* GOAL OF THE EXERCISE
This exercise calls for the records to be repeated in full, exactly as written.
━━━━━━━━━━━━━━━━━━━━━━━━━━━━━━
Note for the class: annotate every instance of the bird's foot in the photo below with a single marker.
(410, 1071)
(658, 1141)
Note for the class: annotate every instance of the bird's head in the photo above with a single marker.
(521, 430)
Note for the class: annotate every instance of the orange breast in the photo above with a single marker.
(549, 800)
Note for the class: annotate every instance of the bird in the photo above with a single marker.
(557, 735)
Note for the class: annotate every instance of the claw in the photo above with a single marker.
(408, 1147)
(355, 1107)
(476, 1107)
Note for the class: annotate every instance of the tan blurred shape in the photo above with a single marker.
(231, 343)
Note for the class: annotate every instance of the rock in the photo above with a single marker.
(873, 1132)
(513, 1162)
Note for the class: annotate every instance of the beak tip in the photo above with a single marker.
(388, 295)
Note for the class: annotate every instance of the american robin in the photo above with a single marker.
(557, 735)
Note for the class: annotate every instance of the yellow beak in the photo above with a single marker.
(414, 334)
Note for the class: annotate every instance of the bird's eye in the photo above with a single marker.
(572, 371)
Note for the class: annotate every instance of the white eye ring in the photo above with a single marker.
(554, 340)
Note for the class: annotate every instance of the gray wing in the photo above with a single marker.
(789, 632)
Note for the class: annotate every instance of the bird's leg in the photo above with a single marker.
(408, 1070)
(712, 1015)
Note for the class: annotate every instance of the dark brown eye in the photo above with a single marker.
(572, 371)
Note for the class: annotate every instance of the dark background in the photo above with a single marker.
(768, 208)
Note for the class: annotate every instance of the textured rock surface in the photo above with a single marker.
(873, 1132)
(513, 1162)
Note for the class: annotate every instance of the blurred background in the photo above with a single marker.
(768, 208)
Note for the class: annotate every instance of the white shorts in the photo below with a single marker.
━━━━━━━━━━━━━━━━━━━━━━━━━━━━━━
* RESULT OF THE EXERCISE
Note for the class: annotate every instance of the bird's foot in the photo below with a single marker.
(410, 1071)
(658, 1141)
Note for the class: annotate every instance of the bird's head in the photo above with a single marker.
(521, 430)
Note for the class: annotate every instance of the orange breast in the photo above with a single marker.
(549, 800)
Note for the class: annotate every instance of the bird in the photo above with a single marker.
(557, 735)
Note for the class: annotate every instance of the claw in the photo above with a single marker.
(408, 1147)
(355, 1107)
(476, 1107)
Note for the class: annotate every instance of the tan blurred shape in the photo above with a single marker.
(231, 343)
Note for the class: annotate every instance of the rock in the photo above with a single marker.
(873, 1132)
(513, 1162)
Note for the class: annotate every instance of the beak tip in the photo above with a single marker.
(388, 295)
Note for the class: annotate every instance of the american robin in the photo above with a single marker.
(557, 735)
Note for the class: annotate every instance of the yellow beak in the photo above with a single marker.
(414, 334)
Note for the class: annotate every instance of the bird's eye in the photo above with a single marker.
(572, 371)
Note for the class: annotate every instance of the white eye ring in the photo above with a single marker.
(554, 340)
Note for the class: annotate every instance of the gray wing in the photo above with a single marker.
(789, 632)
Note for the class: annotate every instance of the bird's leg in the photo above with a single marker.
(408, 1070)
(712, 1015)
Note for the class: annotate every instance of the dark brown eye in the photo above with a single marker.
(572, 371)
Note for the class: annotate every instance of the dark background in the photo above with a single marker.
(768, 208)
Note for the class: annotate every instance of the textured rock surface in the photo above with a single marker.
(873, 1132)
(513, 1162)
Note for the class: annotate every instance of the blurred background in the photo above with a single marker.
(768, 208)
Note for the class: annotate every instance of the white shorts in the photo below with a single marker.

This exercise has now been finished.